WHAT THIS TASK INVOLVES -> Without any pictures, retype exactly the lines from the one with "Each instance receives one keypoint. Put a point on the stacked" through the final line of the records.
*** Opening of DATA UNDER STUDY ***
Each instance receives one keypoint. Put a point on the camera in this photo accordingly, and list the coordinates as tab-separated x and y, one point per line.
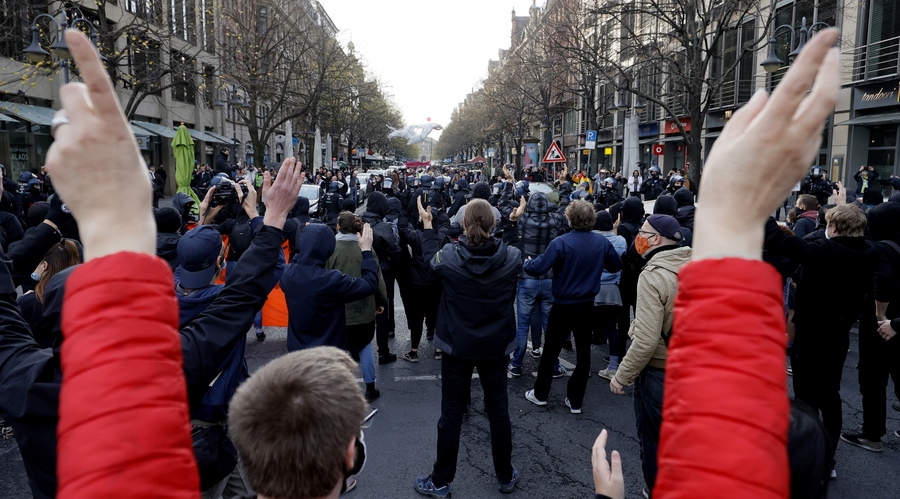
226	193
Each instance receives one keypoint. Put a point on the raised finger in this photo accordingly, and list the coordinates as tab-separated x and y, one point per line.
76	101
793	88
102	95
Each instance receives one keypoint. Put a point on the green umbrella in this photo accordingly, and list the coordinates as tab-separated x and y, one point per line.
183	147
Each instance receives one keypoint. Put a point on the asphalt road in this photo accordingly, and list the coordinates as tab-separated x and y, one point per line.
551	447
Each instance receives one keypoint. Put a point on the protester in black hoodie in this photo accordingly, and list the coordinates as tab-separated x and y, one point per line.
386	245
168	225
879	352
476	329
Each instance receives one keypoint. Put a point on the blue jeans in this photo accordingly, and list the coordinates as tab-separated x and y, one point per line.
367	363
648	397
529	292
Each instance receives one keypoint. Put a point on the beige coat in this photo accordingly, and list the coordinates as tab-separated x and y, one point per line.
657	286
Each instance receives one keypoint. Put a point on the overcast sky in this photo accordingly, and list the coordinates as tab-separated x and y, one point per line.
429	54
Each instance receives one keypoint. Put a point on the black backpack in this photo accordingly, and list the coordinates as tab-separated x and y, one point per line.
240	238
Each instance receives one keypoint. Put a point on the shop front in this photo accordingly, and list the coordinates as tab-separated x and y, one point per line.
874	131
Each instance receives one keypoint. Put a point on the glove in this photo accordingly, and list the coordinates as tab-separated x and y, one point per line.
58	213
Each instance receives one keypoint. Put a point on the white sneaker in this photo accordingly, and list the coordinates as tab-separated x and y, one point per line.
607	374
529	395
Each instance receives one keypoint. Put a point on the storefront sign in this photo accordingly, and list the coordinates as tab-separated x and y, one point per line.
648	129
672	126
143	141
18	156
873	96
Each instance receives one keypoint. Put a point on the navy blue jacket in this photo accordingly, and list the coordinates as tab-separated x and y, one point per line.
578	260
316	296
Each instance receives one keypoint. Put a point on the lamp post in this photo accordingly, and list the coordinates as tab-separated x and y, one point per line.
36	54
773	63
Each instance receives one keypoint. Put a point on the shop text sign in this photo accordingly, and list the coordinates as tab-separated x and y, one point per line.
873	96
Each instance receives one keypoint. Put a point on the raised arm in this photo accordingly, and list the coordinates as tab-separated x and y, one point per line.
729	334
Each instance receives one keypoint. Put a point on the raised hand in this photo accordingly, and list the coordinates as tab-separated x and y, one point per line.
778	136
111	199
282	194
365	239
608	480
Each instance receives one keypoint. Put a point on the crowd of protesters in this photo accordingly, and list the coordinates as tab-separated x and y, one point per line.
118	383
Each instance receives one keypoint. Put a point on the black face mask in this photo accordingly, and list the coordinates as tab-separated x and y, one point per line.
359	461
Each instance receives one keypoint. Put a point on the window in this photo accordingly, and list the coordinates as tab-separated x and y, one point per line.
148	10
263	21
736	75
881	29
144	65
183	18
208	20
184	87
209	86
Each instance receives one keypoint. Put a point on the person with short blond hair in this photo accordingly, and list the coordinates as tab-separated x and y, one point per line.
296	423
577	260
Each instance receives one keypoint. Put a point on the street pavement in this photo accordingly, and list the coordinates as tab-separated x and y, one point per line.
551	447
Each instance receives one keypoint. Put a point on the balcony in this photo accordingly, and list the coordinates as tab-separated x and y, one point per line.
876	60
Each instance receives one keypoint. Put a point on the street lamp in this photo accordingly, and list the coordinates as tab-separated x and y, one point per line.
773	63
36	54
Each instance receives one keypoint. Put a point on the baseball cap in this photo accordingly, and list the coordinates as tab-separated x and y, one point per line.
666	225
197	253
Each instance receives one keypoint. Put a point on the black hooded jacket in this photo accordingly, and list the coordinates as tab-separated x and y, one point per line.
686	209
476	319
632	217
384	242
537	227
316	296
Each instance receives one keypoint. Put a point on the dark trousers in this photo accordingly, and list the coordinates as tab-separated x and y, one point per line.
384	322
818	364
456	387
878	360
421	302
608	317
565	319
648	396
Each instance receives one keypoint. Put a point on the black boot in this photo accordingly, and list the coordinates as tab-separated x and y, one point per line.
372	393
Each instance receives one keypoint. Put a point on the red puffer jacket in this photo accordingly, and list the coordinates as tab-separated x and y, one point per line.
124	427
726	409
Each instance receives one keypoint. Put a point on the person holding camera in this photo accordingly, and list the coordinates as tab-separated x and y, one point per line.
865	180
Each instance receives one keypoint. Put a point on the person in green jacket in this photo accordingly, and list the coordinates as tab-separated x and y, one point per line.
361	314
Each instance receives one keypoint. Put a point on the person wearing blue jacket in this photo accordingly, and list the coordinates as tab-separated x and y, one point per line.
578	260
316	296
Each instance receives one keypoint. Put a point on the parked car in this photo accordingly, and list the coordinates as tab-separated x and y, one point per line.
313	193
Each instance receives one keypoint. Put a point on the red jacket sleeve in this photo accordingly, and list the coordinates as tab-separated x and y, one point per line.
124	428
726	409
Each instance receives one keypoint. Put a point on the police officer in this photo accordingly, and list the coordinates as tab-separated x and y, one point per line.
653	186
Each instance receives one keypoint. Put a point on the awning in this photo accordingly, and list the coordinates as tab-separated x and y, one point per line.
873	119
34	114
198	135
157	129
223	139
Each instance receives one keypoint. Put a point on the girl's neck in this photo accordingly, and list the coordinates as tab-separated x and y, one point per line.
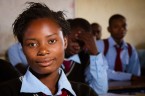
49	80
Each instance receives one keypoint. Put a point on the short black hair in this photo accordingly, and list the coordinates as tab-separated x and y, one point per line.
36	11
80	22
95	24
114	17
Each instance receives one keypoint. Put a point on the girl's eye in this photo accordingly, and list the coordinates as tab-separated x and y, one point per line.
52	41
32	44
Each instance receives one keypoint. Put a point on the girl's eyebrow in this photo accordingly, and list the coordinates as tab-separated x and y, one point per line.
46	37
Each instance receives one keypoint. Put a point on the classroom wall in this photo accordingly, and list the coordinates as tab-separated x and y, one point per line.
9	10
100	11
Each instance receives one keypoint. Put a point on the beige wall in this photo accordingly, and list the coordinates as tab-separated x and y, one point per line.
9	10
100	11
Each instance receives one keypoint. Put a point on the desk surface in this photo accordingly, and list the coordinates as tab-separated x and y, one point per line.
119	85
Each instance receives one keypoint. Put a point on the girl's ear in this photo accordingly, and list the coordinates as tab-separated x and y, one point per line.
65	42
108	28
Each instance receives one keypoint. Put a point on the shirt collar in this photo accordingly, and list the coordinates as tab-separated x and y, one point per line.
112	43
30	84
75	58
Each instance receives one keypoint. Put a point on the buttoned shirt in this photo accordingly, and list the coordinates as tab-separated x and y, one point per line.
16	55
95	73
130	64
31	84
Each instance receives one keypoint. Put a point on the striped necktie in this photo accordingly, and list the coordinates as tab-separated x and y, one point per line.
118	62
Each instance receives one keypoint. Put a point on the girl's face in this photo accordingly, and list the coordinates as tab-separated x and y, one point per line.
118	29
44	45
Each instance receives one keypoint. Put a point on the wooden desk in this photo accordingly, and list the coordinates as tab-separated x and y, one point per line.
126	86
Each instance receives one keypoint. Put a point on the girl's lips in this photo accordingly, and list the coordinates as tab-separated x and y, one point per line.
45	63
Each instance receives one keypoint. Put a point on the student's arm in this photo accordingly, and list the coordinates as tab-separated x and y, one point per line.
15	60
134	64
96	74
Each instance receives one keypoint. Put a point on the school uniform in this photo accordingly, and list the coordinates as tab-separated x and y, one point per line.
16	55
130	64
89	69
29	85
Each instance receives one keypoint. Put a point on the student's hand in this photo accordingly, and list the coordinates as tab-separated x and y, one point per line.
89	42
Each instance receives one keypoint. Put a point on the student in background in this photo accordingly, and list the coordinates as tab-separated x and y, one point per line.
17	58
122	57
96	31
43	36
88	64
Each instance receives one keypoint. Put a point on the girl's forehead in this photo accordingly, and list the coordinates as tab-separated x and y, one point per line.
44	27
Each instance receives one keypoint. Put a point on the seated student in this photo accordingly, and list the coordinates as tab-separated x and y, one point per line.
96	31
7	71
86	64
122	58
17	57
42	34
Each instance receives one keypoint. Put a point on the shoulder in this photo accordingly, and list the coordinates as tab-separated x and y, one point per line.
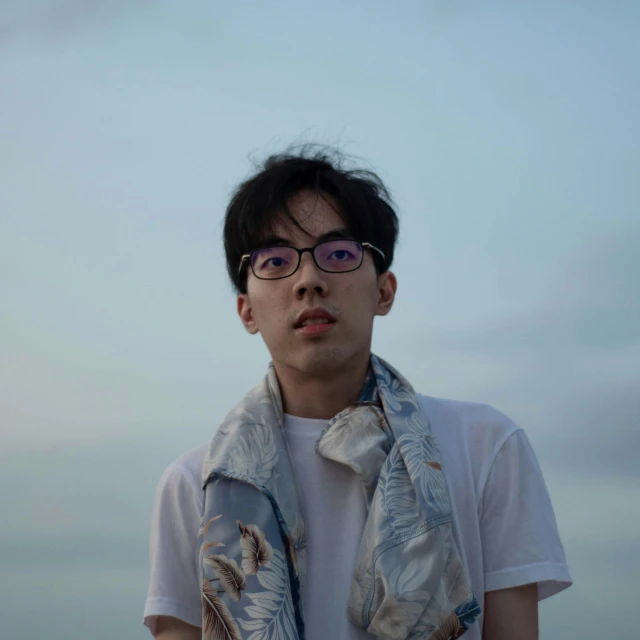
474	420
184	473
469	436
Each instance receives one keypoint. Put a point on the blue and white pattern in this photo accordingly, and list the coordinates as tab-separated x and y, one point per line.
409	581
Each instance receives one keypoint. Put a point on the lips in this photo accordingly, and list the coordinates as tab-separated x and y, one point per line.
316	313
314	321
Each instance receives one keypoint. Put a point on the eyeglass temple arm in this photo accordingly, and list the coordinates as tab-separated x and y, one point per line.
242	259
370	246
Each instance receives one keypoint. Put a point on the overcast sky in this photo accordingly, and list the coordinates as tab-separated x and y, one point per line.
508	134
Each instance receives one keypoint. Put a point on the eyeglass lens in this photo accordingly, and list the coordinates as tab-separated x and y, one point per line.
333	256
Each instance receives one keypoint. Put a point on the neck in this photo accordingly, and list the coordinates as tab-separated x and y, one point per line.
321	396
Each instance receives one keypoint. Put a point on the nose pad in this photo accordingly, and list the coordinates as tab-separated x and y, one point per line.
310	277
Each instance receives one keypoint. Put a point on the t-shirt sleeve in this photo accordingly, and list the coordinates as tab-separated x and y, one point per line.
174	586
520	539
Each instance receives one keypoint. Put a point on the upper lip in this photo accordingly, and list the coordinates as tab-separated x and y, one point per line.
315	312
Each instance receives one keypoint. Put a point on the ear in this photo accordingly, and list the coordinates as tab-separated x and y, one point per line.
246	314
387	286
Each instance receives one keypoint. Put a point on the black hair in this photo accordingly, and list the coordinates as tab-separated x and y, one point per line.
363	202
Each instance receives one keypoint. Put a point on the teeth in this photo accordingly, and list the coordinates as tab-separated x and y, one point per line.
314	321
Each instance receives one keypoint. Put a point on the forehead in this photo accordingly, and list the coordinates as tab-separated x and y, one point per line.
315	213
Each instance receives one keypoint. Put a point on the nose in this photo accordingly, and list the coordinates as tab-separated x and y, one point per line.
308	279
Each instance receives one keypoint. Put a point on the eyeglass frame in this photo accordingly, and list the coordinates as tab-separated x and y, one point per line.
364	245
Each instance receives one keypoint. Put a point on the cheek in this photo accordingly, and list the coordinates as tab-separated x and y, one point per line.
269	310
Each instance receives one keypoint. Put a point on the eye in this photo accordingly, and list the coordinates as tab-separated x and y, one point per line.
275	262
341	254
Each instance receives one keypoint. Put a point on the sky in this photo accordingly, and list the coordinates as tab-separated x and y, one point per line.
508	134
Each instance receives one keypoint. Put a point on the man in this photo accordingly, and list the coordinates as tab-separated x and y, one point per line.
334	501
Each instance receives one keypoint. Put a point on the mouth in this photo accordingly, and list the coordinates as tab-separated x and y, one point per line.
314	322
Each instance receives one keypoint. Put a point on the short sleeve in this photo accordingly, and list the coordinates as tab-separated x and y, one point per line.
520	539
174	588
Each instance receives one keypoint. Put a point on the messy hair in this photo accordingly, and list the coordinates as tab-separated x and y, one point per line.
362	200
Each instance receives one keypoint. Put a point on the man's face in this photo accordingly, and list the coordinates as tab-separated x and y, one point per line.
273	307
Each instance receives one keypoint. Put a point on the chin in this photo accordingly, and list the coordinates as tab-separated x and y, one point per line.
324	360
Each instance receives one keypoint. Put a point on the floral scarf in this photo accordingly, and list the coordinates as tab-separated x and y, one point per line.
409	581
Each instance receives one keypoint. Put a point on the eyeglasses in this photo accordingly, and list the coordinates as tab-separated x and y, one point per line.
332	256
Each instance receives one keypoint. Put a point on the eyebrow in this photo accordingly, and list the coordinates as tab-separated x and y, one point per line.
334	234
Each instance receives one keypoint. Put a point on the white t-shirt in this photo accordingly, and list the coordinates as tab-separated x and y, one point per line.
503	520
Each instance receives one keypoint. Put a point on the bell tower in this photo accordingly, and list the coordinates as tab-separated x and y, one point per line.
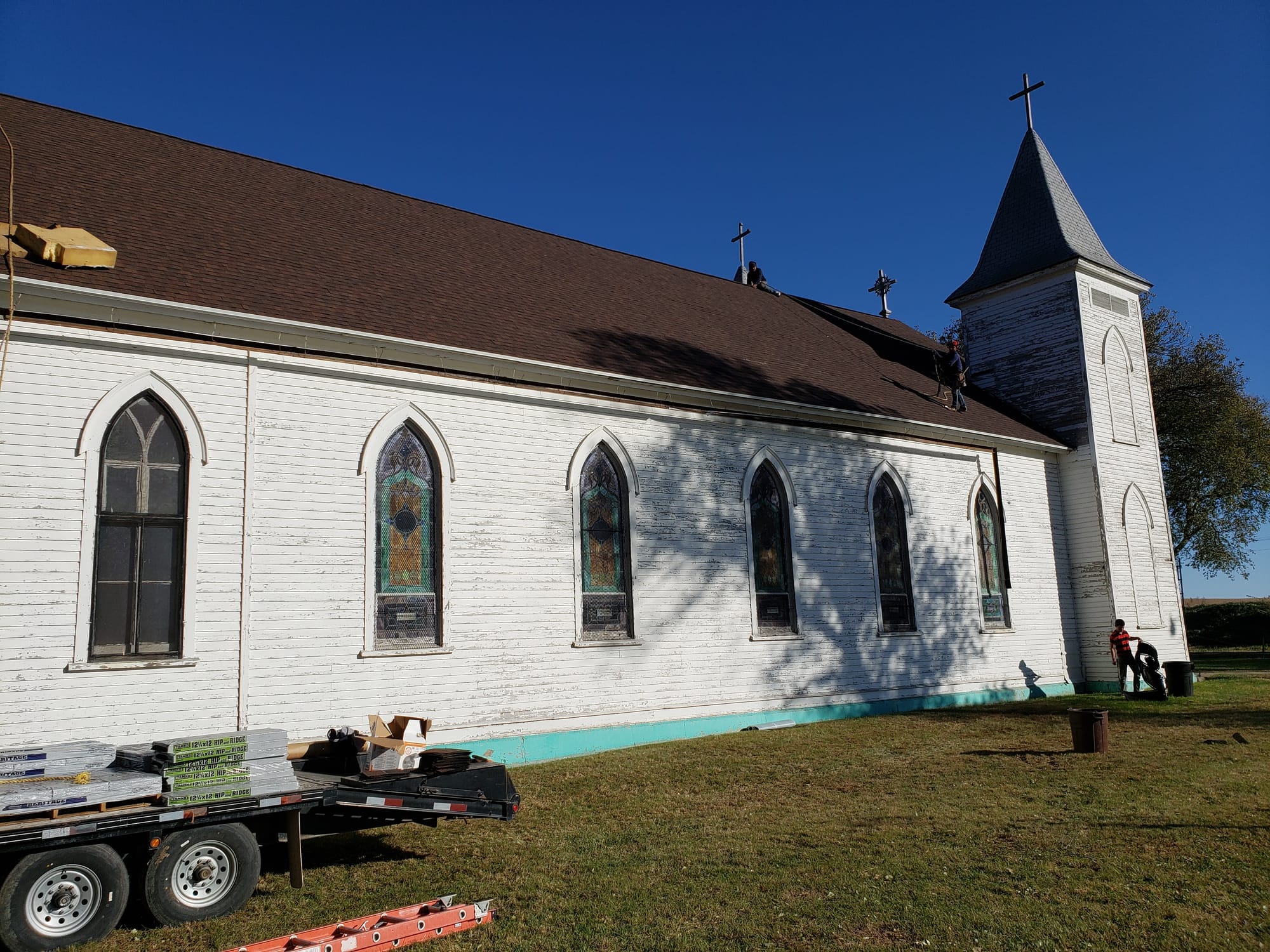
1055	329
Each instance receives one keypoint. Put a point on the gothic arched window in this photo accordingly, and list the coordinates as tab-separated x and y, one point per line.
407	543
139	578
993	593
606	578
774	572
891	544
1118	373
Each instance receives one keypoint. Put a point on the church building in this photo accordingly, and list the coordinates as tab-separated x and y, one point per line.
311	450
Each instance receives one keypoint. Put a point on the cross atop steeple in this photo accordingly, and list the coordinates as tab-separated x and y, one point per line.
881	288
1027	95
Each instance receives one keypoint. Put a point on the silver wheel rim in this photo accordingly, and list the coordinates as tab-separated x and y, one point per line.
204	875
64	901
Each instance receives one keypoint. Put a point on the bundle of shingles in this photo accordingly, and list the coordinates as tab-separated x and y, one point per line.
214	767
67	776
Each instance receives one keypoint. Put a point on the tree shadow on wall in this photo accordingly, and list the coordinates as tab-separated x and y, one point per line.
694	586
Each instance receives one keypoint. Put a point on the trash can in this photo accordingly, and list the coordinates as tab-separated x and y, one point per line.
1180	678
1089	729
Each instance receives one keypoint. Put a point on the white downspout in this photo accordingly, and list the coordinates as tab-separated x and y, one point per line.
246	583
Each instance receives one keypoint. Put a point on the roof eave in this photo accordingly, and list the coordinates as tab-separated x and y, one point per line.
157	315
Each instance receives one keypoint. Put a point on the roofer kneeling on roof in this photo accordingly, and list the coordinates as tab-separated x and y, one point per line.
756	280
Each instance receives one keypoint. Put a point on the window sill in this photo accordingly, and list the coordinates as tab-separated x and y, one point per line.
133	664
404	652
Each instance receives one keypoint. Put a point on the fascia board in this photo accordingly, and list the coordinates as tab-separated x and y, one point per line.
116	309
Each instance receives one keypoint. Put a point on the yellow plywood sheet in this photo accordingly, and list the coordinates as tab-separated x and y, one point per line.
65	247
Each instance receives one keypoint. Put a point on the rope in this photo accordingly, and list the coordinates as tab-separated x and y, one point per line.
12	225
82	777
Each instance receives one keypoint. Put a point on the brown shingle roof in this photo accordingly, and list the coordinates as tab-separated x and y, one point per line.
206	227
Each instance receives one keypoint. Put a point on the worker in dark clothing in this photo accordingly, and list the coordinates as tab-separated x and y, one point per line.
756	280
957	370
1123	654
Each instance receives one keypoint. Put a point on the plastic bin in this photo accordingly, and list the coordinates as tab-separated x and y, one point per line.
1089	729
1180	678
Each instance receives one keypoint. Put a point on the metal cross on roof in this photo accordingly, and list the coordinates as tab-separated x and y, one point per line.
1027	95
741	237
881	288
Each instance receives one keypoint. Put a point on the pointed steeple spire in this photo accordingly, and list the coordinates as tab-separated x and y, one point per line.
1039	224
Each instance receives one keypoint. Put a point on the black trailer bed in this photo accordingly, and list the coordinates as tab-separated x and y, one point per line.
330	803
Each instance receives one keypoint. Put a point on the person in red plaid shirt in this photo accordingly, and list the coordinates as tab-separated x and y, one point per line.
1123	654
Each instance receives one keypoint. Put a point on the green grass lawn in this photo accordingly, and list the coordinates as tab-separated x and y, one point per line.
1221	662
962	830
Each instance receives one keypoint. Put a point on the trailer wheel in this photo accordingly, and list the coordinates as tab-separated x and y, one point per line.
63	897
203	874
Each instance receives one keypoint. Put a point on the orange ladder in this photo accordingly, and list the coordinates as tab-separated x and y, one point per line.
380	932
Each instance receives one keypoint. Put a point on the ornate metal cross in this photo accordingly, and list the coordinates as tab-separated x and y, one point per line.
741	237
1027	95
881	288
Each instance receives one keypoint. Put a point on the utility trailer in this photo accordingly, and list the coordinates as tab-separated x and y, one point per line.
68	879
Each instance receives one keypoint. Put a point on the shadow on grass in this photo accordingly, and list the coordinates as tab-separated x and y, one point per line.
340	850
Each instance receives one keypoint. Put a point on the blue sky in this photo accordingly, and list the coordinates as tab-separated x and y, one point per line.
849	138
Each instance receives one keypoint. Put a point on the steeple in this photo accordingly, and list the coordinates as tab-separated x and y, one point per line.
1039	224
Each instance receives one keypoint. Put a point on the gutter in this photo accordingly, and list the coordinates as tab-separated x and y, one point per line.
119	310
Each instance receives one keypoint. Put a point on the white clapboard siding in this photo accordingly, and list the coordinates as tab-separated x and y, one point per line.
1076	364
510	560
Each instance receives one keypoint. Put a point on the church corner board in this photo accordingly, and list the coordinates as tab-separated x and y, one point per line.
234	499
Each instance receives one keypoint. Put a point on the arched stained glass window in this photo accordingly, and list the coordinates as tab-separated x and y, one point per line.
407	564
606	595
891	543
769	527
139	578
993	592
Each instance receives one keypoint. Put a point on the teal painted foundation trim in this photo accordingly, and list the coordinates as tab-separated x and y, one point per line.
537	748
1100	687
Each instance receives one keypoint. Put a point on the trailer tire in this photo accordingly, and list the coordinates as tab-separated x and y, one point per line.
63	897
201	874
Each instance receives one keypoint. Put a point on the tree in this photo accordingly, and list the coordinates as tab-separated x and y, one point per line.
1215	445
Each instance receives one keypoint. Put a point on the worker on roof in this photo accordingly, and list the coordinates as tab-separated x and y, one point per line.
756	280
956	367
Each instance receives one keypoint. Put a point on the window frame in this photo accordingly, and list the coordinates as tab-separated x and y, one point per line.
1135	492
92	446
412	416
982	487
1111	341
629	478
766	456
906	511
142	521
624	534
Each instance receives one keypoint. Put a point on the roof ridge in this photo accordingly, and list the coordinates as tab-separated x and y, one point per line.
363	185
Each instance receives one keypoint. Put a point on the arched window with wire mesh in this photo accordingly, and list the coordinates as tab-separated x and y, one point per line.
891	546
993	592
770	536
407	544
606	577
139	567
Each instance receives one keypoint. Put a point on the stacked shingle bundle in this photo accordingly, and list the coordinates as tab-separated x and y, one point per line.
67	776
214	767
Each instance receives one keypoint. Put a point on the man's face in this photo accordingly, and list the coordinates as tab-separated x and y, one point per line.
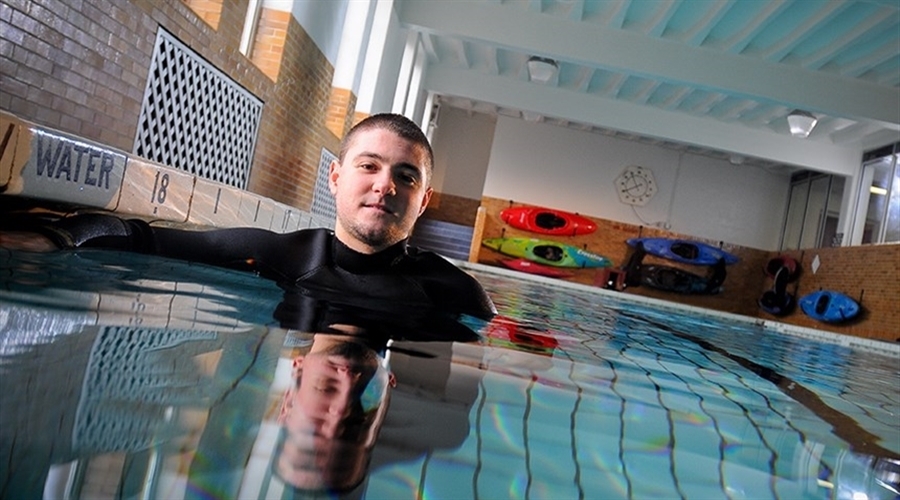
*** Close of DATA UNDER STUDY ***
ANSWER BOX ->
Each instance receives one keypoint. Put a point on the stacked shingle bundle in this photo accordingly, and list the coordinates as tab-separated x and y, one point per line.
67	776
214	767
Each instance receives one keypoint. Put a point on the man's face in this photo accordingly, and list the coordinates as tab-separated x and y, one point per line.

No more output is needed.